── Extrait de page ──
Le volet agricole du plan de relance se fixe trois objectifs, indique le ministère de l’agriculture : « renforcer la souveraineté alimentaire ; accélérer la transition agroécologique pour donner accès à tous les Français à une alimentation saine, durable et locale ; et adapter l’agriculture et la forêt au changement climatique ».

La « reconquête » de la souveraineté alimentaire de la France est dotée de 364 millions d’euros (M€) : 100 M€ sont crédités à un plan protéines végétales (1) visant à « diminuer fortement l’importation des protéines destinées à l’élevage » ; 250 M€ vont à un ensemble de mesures en faveur de la modernisation des abattoirs, de la biosécurité en élevage, de l’élevage en plein air et du bien-être animal ; enfin, pour assurer le renouvellement des générations en élevage, « une campagne grand public sera lancée pour faire connaître les 200 métiers et formations de l’agriculture et l’agroalimentaire et les besoins en recrutement ».

La transition agroécologique est dotée de 546 M€. Une des ambitions affichées est d’amplifier la conversion vers le bio et la certification haute valeur environnementale (HVE) via le maintien du crédit d’impôt bio et la création d’un crédit d’impôt HVE, un renforcement du fonds Avenir bio et une aide à la structuration de ces filières. Par ailleurs, une prime à la conversion des agroéquipements (250 M€) permettra aux agriculteurs d’investir dans des « outils plus sobres en ressources ». Le jeune installé pourra bénéficier d’un accompagnement pour réaliser un bilan carbone de son exploitation et identifier les axes de progrès. Sont également prévues la plantation de 7 000 km de haies et la gestion durable de 90 000 km de haies existantes.
───
── Données extraites ──
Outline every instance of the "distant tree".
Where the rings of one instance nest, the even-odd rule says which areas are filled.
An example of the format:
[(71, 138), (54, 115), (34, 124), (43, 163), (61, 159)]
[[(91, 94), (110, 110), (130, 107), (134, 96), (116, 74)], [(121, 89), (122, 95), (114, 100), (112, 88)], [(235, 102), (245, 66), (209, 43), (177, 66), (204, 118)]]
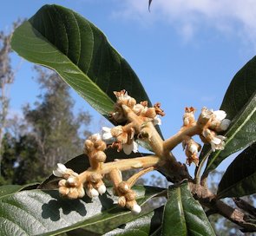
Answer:
[(35, 138), (38, 159), (43, 163), (43, 170), (54, 168), (56, 163), (80, 154), (84, 137), (89, 132), (85, 128), (90, 122), (88, 112), (73, 114), (74, 102), (69, 86), (58, 75), (49, 69), (36, 67), (37, 82), (42, 89), (35, 107), (23, 108), (28, 129)]
[[(23, 108), (23, 121), (9, 118), (3, 141), (0, 184), (41, 181), (57, 162), (80, 154), (90, 133), (88, 112), (73, 114), (69, 88), (56, 73), (36, 67), (42, 89), (33, 108)], [(83, 134), (83, 135), (82, 135)]]
[(11, 34), (0, 31), (0, 164), (3, 154), (3, 139), (7, 126), (9, 109), (9, 89), (14, 81), (14, 73), (10, 65), (10, 53)]

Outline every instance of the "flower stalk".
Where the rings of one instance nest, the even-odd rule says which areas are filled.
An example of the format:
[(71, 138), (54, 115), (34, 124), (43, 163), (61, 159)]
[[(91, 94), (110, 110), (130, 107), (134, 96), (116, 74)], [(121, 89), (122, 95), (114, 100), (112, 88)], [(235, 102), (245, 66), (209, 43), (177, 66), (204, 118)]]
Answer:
───
Objectif:
Dans le texte sur le volet agricole du plan de relance, relevez mot pour mot le passage qui va de « La transition agroécologique est » jusqu’à « de haies existantes. » compris.

Réponse:
La transition agroécologique est dotée de 546 M€. Une des ambitions affichées est d’amplifier la conversion vers le bio et la certification haute valeur environnementale (HVE) via le maintien du crédit d’impôt bio et la création d’un crédit d’impôt HVE, un renforcement du fonds Avenir bio et une aide à la structuration de ces filières. Par ailleurs, une prime à la conversion des agroéquipements (250 M€) permettra aux agriculteurs d’investir dans des « outils plus sobres en ressources ». Le jeune installé pourra bénéficier d’un accompagnement pour réaliser un bilan carbone de son exploitation et identifier les axes de progrès. Sont également prévues la plantation de 7 000 km de haies et la gestion durable de 90 000 km de haies existantes.